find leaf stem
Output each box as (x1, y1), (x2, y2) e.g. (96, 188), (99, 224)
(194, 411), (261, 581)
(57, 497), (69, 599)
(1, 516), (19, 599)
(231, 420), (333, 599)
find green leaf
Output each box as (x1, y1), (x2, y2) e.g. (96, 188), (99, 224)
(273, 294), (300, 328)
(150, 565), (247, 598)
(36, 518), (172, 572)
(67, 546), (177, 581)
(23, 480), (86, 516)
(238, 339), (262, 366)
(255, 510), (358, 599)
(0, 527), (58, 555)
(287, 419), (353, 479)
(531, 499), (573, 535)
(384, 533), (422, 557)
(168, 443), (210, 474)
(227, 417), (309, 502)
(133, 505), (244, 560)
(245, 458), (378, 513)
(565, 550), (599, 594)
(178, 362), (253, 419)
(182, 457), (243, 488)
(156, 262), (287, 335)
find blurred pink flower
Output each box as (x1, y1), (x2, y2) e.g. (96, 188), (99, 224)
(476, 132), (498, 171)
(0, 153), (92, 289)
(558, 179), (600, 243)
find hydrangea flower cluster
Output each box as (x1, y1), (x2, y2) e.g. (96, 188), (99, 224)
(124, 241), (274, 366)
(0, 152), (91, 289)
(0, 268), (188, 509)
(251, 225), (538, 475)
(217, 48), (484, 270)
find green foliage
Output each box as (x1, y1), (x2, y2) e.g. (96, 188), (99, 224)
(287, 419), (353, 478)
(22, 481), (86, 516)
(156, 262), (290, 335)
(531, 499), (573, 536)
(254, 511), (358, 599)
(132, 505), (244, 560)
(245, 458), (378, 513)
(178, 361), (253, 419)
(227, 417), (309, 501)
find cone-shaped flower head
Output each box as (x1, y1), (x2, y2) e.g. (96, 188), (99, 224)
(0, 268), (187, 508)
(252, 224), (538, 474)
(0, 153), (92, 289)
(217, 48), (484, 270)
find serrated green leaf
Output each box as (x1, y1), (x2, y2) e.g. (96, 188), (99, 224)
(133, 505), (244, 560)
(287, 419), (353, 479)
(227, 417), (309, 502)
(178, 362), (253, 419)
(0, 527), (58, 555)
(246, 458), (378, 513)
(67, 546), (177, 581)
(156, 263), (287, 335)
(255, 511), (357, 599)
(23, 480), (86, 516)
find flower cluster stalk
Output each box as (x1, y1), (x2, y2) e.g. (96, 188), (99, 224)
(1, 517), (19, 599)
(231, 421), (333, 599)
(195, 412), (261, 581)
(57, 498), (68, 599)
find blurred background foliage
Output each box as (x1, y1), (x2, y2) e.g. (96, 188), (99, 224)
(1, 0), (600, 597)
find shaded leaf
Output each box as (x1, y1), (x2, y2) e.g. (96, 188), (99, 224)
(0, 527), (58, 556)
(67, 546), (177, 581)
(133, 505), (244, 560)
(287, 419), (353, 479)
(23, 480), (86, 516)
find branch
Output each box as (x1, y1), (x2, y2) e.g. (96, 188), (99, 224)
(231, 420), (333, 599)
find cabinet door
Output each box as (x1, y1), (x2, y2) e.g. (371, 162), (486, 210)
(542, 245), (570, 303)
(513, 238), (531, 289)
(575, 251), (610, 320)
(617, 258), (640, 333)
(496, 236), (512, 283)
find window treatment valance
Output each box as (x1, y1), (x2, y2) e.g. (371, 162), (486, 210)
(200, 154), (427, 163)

* * *

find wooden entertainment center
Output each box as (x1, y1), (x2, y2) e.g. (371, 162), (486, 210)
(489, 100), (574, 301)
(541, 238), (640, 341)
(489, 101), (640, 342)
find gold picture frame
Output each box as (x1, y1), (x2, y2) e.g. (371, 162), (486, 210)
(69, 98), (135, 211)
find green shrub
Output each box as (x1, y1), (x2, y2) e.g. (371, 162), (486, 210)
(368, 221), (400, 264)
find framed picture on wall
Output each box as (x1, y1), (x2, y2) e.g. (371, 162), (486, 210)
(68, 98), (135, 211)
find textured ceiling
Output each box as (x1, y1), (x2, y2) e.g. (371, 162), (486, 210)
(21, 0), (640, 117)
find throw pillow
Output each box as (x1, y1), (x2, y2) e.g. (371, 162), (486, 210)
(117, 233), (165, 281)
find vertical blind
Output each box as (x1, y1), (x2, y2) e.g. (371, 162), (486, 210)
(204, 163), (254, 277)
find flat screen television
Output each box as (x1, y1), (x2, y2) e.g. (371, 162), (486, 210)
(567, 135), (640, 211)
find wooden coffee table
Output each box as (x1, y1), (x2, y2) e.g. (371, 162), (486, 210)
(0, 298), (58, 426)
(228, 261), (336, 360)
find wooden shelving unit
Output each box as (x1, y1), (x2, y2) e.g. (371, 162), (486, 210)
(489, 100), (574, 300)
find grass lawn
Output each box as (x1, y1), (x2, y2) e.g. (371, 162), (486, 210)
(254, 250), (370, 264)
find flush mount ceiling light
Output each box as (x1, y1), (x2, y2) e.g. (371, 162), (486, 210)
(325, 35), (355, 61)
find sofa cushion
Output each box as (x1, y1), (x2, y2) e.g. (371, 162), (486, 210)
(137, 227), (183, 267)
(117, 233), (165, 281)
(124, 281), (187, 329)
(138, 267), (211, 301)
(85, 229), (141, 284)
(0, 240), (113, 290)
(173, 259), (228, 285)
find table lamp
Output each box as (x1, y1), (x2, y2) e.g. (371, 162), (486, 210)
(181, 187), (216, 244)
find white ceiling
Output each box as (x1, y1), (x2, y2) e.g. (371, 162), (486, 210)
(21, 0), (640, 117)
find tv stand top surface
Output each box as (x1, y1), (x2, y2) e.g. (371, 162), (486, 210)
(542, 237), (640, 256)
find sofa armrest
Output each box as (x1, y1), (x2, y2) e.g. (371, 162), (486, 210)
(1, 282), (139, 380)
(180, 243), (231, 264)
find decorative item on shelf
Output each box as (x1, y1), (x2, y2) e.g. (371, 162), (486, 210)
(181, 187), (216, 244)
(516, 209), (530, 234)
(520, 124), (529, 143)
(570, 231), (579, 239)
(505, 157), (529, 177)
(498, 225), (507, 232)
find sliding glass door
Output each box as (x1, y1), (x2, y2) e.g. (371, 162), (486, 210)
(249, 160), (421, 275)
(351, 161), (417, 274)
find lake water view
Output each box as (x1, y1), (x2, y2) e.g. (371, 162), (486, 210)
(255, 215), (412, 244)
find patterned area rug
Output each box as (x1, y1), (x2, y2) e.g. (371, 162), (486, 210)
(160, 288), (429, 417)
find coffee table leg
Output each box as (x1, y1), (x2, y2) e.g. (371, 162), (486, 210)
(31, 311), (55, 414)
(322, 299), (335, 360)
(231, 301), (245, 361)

What this task involves -
From the listing above, return the lines starting at the one with "find gold picture frame" and ending at the one with "find textured ceiling", both kept, exactly as they appear and nothing more.

Solution to this problem -
find gold picture frame
Output each box as (x1, y1), (x2, y2) e.g. (371, 162), (486, 210)
(69, 98), (135, 211)
find green shrub
Output each box as (x1, y1), (x2, y2) e.g. (371, 162), (486, 210)
(368, 221), (400, 264)
find framed picture on wall
Output each box as (x1, y1), (x2, y2) e.g. (371, 162), (486, 210)
(68, 98), (135, 211)
find textured ceiling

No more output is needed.